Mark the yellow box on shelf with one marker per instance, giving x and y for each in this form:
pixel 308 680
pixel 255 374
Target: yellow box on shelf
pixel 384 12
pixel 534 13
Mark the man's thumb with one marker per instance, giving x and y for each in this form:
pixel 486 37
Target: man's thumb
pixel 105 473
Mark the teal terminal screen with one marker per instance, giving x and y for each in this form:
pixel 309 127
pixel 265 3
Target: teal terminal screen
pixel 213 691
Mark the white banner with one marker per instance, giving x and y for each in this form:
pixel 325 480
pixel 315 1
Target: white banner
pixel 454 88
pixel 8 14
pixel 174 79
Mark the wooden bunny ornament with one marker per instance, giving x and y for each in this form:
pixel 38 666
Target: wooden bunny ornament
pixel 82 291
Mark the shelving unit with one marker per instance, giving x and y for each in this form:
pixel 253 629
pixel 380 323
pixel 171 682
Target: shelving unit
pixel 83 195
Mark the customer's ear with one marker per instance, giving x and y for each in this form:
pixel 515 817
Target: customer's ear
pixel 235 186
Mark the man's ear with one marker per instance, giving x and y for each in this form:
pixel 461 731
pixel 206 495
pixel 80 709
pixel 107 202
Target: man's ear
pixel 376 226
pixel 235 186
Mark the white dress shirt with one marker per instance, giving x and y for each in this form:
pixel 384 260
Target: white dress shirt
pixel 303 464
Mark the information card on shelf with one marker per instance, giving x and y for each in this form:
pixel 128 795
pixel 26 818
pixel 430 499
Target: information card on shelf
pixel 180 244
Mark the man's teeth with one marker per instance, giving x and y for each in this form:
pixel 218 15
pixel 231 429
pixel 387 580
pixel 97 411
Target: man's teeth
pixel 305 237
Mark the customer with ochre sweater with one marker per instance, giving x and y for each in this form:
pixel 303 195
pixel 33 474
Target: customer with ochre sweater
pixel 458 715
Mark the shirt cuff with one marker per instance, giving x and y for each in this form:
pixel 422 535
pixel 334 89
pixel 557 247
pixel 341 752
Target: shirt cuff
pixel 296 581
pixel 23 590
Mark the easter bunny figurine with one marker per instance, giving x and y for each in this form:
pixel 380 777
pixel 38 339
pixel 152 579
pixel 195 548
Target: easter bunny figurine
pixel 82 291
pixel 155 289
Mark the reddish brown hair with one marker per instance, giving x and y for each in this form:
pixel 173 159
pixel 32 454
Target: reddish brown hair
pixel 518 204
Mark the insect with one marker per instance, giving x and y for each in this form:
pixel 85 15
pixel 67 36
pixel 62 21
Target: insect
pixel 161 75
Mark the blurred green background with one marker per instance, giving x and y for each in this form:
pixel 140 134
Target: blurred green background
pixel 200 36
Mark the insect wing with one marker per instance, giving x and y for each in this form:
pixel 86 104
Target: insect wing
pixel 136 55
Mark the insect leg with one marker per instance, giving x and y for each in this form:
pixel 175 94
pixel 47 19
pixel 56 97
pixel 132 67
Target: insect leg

◆ **WHAT TO PRODUCE**
Render every line of the records above as a Markdown table, skipping blank lines, with a "No." column for the row number and a "Text" column for the line.

◆ **SOLUTION FOR THIS TASK**
| No. | Text |
|---|---|
| 1 | Mark the yellow box on shelf with one marker per instance, giving x and y for each in this form: |
| 2 | pixel 308 680 |
| 3 | pixel 255 374 |
| 4 | Target: yellow box on shelf |
| 5 | pixel 384 12 |
| 6 | pixel 534 13 |
| 7 | Mark the man's thumb with one marker per instance, giving x and y for each in this form: |
| 8 | pixel 486 37 |
| 9 | Target: man's thumb |
| 10 | pixel 105 473 |
| 11 | Mark the teal terminal screen with one marker per instance, giving x and y for each in this form: |
| 12 | pixel 309 127 |
| 13 | pixel 265 3 |
| 14 | Target: teal terminal screen |
| 15 | pixel 213 691 |
| 16 | Mark the white banner with one marker per instance, giving x and y for each in this form: |
| 17 | pixel 325 480 |
| 18 | pixel 315 1 |
| 19 | Target: white banner |
| 20 | pixel 454 88 |
| 21 | pixel 8 14 |
| 22 | pixel 174 79 |
| 23 | Mark the wooden bunny ornament with one marker per instance, giving x and y for each in this form: |
| 24 | pixel 38 666 |
| 25 | Target: wooden bunny ornament |
| 26 | pixel 82 291 |
| 27 | Mark the shelving unit with one marker per instance, giving x and y for each in this form: |
| 28 | pixel 253 629 |
| 29 | pixel 380 323 |
| 30 | pixel 171 682 |
| 31 | Target: shelving unit |
| 32 | pixel 83 195 |
| 33 | Mark the customer's ear with one marker per instance, giving x and y for each in this form: |
| 34 | pixel 515 817 |
| 35 | Target: customer's ear |
| 36 | pixel 235 186 |
| 37 | Mark the man's ear with one marker per instance, giving x and y for each in this form: |
| 38 | pixel 461 731 |
| 39 | pixel 206 495 |
| 40 | pixel 80 709 |
| 41 | pixel 107 202 |
| 42 | Target: man's ear |
| 43 | pixel 376 226 |
| 44 | pixel 235 186 |
| 45 | Mark the white dress shirt with one marker per instance, giving x and y for each in this form: |
| 46 | pixel 384 260 |
| 47 | Target: white dress shirt |
| 48 | pixel 303 464 |
| 49 | Mark the information card on shelf with one marker per instance, giving x and y for each in this form: |
| 50 | pixel 128 795 |
| 51 | pixel 26 818 |
| 52 | pixel 430 499 |
| 53 | Target: information card on shelf |
| 54 | pixel 180 244 |
| 55 | Mark the man's teeth with one marker per instance, giving x and y for each in this form: |
| 56 | pixel 218 15 |
| 57 | pixel 231 429 |
| 58 | pixel 387 580 |
| 59 | pixel 97 411 |
| 60 | Target: man's teeth |
| 61 | pixel 305 237 |
| 62 | Mark the customer with ochre sweater with one marker per instance, giving x and y for each in this form: |
| 63 | pixel 303 195 |
| 64 | pixel 33 474 |
| 65 | Target: customer with ochre sweater |
| 66 | pixel 458 715 |
| 67 | Mark the shirt cuff with one marker per instance, giving x and y for each in this form: |
| 68 | pixel 422 535 |
| 69 | pixel 334 89 |
| 70 | pixel 557 247 |
| 71 | pixel 341 752 |
| 72 | Target: shirt cuff |
| 73 | pixel 296 581 |
| 74 | pixel 23 590 |
| 75 | Mark the easter bunny figurine with one marker per instance, giving x and y for each in this form: |
| 76 | pixel 380 777 |
| 77 | pixel 38 339 |
| 78 | pixel 152 579 |
| 79 | pixel 195 548 |
| 80 | Target: easter bunny figurine |
| 81 | pixel 82 291 |
| 82 | pixel 155 289 |
| 83 | Mark the reddish brown hair with one marker per instance, giving x and y for each in this form: |
| 84 | pixel 173 159 |
| 85 | pixel 32 454 |
| 86 | Target: reddish brown hair |
| 87 | pixel 518 204 |
| 88 | Mark the insect with one marker per instance, giving x and y for each in this form: |
| 89 | pixel 85 15 |
| 90 | pixel 67 36 |
| 91 | pixel 62 21 |
| 92 | Target: insect |
| 93 | pixel 161 75 |
| 94 | Mark the blurred green background with one marker per instance, giving x and y for each in this form: |
| 95 | pixel 140 134 |
| 96 | Target: blurred green background |
| 97 | pixel 200 36 |
| 98 | Mark the insect wing with one marker per instance, giving x and y for each in this form: |
| 99 | pixel 86 104 |
| 100 | Target: insect wing |
| 101 | pixel 136 55 |
| 102 | Mark the insect leg with one marker per instance, giving x and y for each in this form: |
| 103 | pixel 175 94 |
| 104 | pixel 47 19 |
| 105 | pixel 56 97 |
| 106 | pixel 132 67 |
| 107 | Target: insect leg |